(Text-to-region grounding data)
* * * *

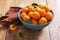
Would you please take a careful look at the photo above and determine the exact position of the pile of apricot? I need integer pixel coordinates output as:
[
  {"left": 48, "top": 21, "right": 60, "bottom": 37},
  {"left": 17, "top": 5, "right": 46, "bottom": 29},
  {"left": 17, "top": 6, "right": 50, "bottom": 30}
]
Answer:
[{"left": 20, "top": 3, "right": 53, "bottom": 25}]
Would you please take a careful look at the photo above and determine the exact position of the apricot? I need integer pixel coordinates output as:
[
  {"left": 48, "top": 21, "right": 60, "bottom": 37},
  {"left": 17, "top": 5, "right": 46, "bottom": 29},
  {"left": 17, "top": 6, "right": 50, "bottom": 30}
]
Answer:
[
  {"left": 38, "top": 4, "right": 44, "bottom": 9},
  {"left": 38, "top": 4, "right": 50, "bottom": 12},
  {"left": 28, "top": 12, "right": 33, "bottom": 18},
  {"left": 35, "top": 7, "right": 41, "bottom": 12},
  {"left": 39, "top": 9, "right": 46, "bottom": 17},
  {"left": 20, "top": 13, "right": 26, "bottom": 18},
  {"left": 32, "top": 11, "right": 40, "bottom": 19},
  {"left": 39, "top": 17, "right": 47, "bottom": 24},
  {"left": 31, "top": 19, "right": 38, "bottom": 24},
  {"left": 22, "top": 8, "right": 28, "bottom": 13},
  {"left": 28, "top": 5, "right": 35, "bottom": 12},
  {"left": 9, "top": 25, "right": 17, "bottom": 31},
  {"left": 23, "top": 15, "right": 30, "bottom": 22},
  {"left": 43, "top": 6, "right": 50, "bottom": 12},
  {"left": 45, "top": 12, "right": 53, "bottom": 21}
]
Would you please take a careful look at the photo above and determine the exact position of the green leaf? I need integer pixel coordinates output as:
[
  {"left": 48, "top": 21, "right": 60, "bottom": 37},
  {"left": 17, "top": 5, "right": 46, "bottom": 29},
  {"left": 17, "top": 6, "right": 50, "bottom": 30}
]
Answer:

* * * *

- [DIRECTIONS]: Retrieve each line of the data in which the word "apricot" can be found.

- [WRITTEN RESPONSE]:
Would you please take a careful look at the photo above and determine the exact position of the pile of apricot? I need integer pixel coordinates output as:
Would you please take a careful look at the photo above and determine the exact position of the apricot? I need integer pixel coordinates output as:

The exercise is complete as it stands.